■ 目標
以下にある映画「永遠の0」についてのブログ記事を、最初から最後まで一字一句変えずに抜き出してもらえますか?

■ 文書セクション
--------------------------------------------------

つれづれなるままに弁護士(ネクスト法律事務所)

それは、普段なかなか聞けない、弁護士の本音の独り言

永遠の0

2014-02-27 11:11:10 | 映画

2014年1月17日(金)

監督:山崎貴

出演:岡田准一、三浦春馬、井上真央

 

2013年5月にお亡くなりになった夏八木勲さんの遺作でもある。

夏八木さんは実に幅の広い役者さんで、記憶に残るいい映画にもたくさん出ていらっしゃるのだが(近いところでは、昨年の「そして父になる」とか。)、最後の作品が「永遠の0」になったことについては、名優の巡りあわせというか、やっぱりいい役者さんは最後の最期までいい作品に恵まれるんだなぁ、としみじみ思う。

 

非常にいい出来でした。

 

私はアイドル系が主役を張っている映画、というのが嫌いである。唸らされるようないい作品に出遭ったことがないから。おそらく、

「アイドルが出ているんだから、そこそこのもの作っとけば客は喜ぶんでしょ」

的な作り手の甘えが見え隠れするからだろうと思う。

なので「永遠の0」も主演が岡田准一さんだということで正直、あまり期待しておりませんでした。主題歌はサザンだし。

あぁ、ここまで揃えりゃ、客も来るだろーよ、と。

--------------------------------------------------

■ 資料
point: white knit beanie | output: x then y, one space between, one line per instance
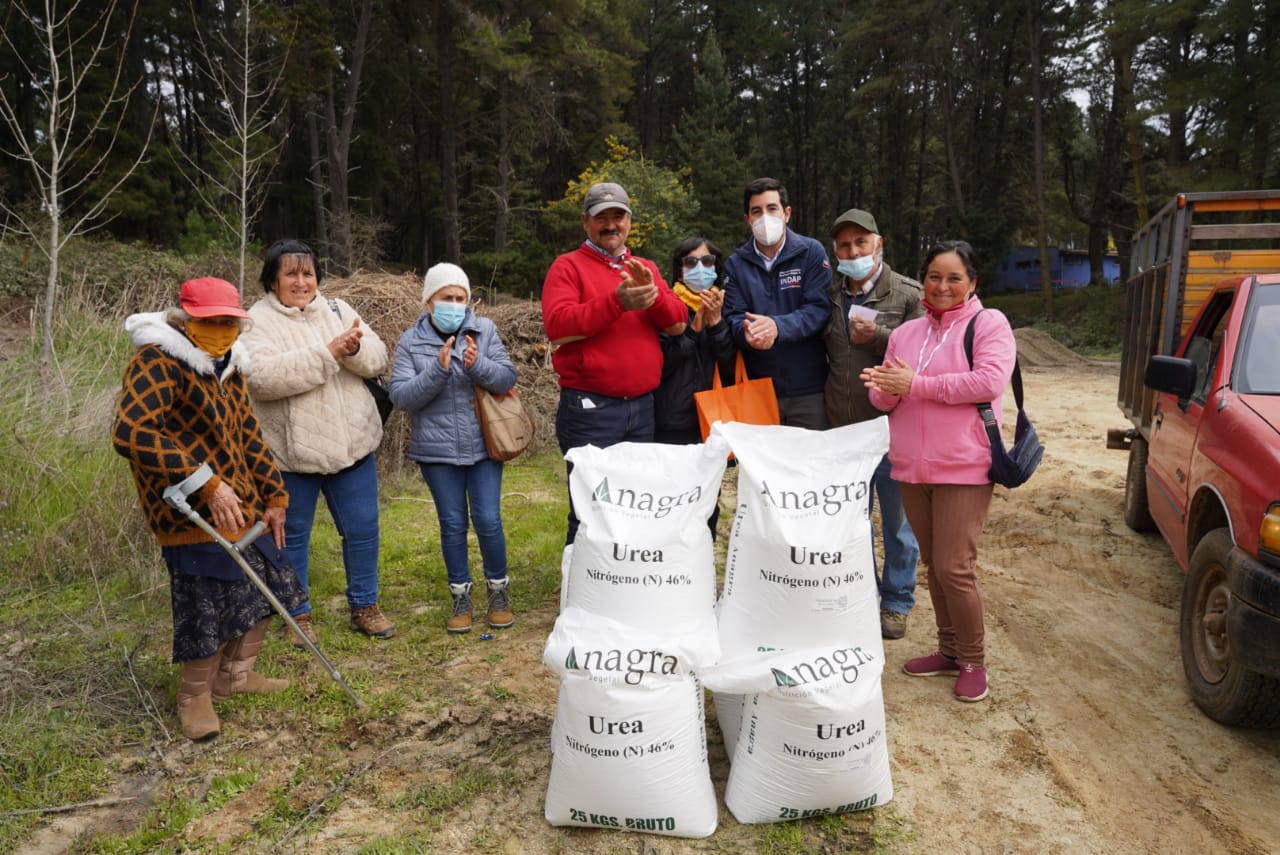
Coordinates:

--------------------------------------------------

■ タスクの結果
つれづれなるままに弁護士(ネクスト法律事務所)

それは、普段なかなか聞けない、弁護士の本音の独り言

永遠の0

2014-02-27 11:11:10 | 映画

2014年1月17日(金)

監督:山崎貴

出演:岡田准一、三浦春馬、井上真央

 

2013年5月にお亡くなりになった夏八木勲さんの遺作でもある。

夏八木さんは実に幅の広い役者さんで、記憶に残るいい映画にもたくさん出ていらっしゃるのだが(近いところでは、昨年の「そして父になる」とか。)、最後の作品が「永遠の0」になったことについては、名優の巡りあわせというか、やっぱりいい役者さんは最後の最期までいい作品に恵まれるんだなぁ、としみじみ思う。

 

非常にいい出来でした。

 

私はアイドル系が主役を張っている映画、というのが嫌いである。唸らされるようないい作品に出遭ったことがないから。おそらく、

「アイドルが出ているんだから、そこそこのもの作っとけば客は喜ぶんでしょ」

的な作り手の甘えが見え隠れするからだろうと思う。

なので「永遠の0」も主演が岡田准一さんだということで正直、あまり期待しておりませんでした。主題歌はサザンだし。

あぁ、ここまで揃えりゃ、客も来るだろーよ、と。